=== PASSAGE TO READ ===
····················

Republican State Chairman Jay Webber said that U.S. Sen. Bob Menendez’s (D-Hoboken) attempt to help a failing bank run in part by a major donor and a key political ally is part of a pattern of “unprecedented actions by a United States senator to benefit campaign donors.”
“To the extent that a United States senator is directly commenting and trying to affect a regulatory decision, I think it’s highly inappropriate, and Senator Menendez once again crossed the line,” said Webber.
The Wall Street Journal reported today that Menendez sent a letter to Federal Reserve Chairman Ben Bernanke urging him to approve an acquisition of First BancoAmericano, which is chaired by attorney Joseph Ginarte, who has donated $30,000 to Menendez’s political accounts since 1999, and vice-chaired by state Sen. Raymond Lesniak (D-Elizabeth). The paper reported that Ginarte and Lesniak could have seen some of their investments in the institution salvaged had a merger been approved. It was not.

····················

Stored entries:
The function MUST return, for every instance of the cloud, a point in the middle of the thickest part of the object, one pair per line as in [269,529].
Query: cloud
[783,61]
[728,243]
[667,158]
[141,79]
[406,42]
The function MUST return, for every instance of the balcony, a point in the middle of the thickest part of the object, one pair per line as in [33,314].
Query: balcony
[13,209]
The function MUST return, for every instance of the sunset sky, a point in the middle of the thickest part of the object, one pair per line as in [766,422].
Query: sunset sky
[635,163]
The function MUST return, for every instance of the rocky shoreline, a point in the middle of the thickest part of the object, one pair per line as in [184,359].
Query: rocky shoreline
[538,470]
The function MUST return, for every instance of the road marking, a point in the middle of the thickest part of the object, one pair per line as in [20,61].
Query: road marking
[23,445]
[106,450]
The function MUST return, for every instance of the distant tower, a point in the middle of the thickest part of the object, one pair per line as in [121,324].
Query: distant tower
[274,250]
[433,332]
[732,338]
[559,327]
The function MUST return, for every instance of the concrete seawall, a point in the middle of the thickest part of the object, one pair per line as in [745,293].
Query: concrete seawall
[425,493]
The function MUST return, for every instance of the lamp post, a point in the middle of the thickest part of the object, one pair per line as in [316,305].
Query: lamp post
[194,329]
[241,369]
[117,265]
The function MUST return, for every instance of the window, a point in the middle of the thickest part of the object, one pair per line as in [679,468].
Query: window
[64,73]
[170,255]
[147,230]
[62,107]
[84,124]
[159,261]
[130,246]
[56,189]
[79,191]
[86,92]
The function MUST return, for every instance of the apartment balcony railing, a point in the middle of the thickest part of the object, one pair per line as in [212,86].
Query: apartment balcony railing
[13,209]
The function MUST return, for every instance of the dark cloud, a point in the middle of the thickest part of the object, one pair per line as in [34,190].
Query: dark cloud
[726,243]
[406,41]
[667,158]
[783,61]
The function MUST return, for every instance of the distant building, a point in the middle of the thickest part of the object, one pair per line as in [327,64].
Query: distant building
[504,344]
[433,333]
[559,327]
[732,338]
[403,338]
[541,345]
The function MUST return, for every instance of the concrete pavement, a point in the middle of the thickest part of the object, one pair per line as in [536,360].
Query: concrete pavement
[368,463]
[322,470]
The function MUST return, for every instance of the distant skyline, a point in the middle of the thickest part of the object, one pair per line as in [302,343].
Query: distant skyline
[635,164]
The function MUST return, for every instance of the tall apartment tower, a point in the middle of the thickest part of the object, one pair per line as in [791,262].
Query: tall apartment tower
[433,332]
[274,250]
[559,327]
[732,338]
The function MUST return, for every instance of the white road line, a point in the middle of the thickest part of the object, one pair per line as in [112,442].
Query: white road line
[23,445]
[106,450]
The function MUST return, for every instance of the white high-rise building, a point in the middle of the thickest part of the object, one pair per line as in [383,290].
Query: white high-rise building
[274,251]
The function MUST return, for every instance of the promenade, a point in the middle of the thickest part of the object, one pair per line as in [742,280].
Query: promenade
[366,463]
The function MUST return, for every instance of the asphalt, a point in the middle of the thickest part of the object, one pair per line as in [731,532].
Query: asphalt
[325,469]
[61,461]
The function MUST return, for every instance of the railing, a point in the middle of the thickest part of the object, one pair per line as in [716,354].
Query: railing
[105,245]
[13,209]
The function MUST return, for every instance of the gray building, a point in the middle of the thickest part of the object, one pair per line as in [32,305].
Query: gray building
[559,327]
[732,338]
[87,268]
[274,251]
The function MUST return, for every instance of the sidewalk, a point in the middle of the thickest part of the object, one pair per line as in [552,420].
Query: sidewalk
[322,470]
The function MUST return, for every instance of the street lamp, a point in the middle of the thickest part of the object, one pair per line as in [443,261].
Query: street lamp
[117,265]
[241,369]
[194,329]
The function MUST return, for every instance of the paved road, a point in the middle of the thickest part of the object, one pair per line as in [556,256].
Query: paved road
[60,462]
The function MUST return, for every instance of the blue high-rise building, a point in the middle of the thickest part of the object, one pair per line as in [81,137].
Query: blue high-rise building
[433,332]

····················

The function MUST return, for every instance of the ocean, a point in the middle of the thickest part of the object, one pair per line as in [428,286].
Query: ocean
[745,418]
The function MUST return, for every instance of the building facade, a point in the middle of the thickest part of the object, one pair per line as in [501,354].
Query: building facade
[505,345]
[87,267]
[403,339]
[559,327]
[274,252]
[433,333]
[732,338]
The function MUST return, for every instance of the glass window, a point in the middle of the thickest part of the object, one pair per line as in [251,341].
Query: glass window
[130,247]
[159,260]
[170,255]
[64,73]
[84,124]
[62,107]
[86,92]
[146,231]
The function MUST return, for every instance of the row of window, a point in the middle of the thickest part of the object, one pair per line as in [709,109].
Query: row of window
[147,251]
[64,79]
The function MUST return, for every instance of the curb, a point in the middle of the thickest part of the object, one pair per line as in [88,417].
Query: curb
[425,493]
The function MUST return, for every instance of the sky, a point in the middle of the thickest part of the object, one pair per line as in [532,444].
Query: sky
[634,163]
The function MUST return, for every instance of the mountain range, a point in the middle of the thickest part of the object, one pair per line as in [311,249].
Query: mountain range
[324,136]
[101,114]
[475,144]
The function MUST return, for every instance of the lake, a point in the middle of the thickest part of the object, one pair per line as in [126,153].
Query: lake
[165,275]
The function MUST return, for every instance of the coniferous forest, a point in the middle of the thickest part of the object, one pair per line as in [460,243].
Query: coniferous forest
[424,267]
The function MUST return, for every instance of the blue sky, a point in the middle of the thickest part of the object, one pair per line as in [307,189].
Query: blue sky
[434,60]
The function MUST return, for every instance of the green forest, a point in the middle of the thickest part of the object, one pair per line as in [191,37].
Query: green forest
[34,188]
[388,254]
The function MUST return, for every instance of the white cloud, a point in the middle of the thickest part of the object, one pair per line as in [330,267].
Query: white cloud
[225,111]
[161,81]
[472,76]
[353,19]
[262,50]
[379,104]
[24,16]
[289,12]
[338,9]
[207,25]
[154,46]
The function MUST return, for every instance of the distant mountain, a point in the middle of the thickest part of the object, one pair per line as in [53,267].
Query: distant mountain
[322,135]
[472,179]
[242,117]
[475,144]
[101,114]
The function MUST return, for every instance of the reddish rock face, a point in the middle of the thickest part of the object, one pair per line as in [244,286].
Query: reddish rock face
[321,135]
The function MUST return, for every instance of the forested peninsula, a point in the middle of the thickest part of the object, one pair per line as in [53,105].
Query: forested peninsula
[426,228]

····················

=== YOUR TASKS ===
#1 According to the article about Senator Menendez, how much has Joseph Ginarte donated to Menendez's political accounts since 1999?
#2 Using the article about Senator Menendez, say whether each statement agrees with it: (a) Menendez wrote to Ben Bernanke urging approval of an acquisition of First BancoAmericano. (b) The merger was approved. (c) Raymond Lesniak chaired First BancoAmericano. Answer yes or no for each and quote the words that decide it.
#3 Write the next part of the article about Senator Menendez, picking up after its final sentence.

=== RESULTS OF THE EXERCISE ===
#1 $30,000.

#2
(a) Yes: "Menendez sent a letter to Federal Reserve Chairman Ben Bernanke urging him to approve an acquisition of First BancoAmericano"
(b) No: "It was not."
(c) No: "vice-chaired by state Sen. Raymond Lesniak (D-Elizabeth)"

#3
To Webber, the story has a striking similarity to a previous controversy over the Food and Drug Administration’s approval of a medical device for injured knees. After lobbying that the agency described as “intense and extreme” by Menendez, U.S. Sen. Frank Lautenberg (D-Cliffside Park), Reps. Frank Pallone (D-Long Branch) and Steve Rothman (D-Englewood) – all of whom had recently been given significant contributions by the New Jersey-based manufacturer, ReGen Thearpeutics – FDA higher-ups approved the device for sale, despite ruling in previous years that it was unsafe.
“Nobody would object if he simply wrote a letter touting the merits of the position of his constituents… Both with the FDA and the Fed, he crossed the line from advocating for constituents to trying to affect the outcome of the process,” said Webber. “I’m sure that whoever runs against Senator Menendez in 2012 will not let voters forget about the various pings on his record in this record. There’s a pattern that the senator engaged in and people will be reminded of it.”
After the bank’s failure, the Federal Deposit Insurance Corporation (FDIC) – which had to spent $15 million when the Fed allowed the bank to fail — wound up auctioning it off to Crown Bank, which is owned by JJR Holding Company, Inc. — the same company that had originally wanted to acquire it.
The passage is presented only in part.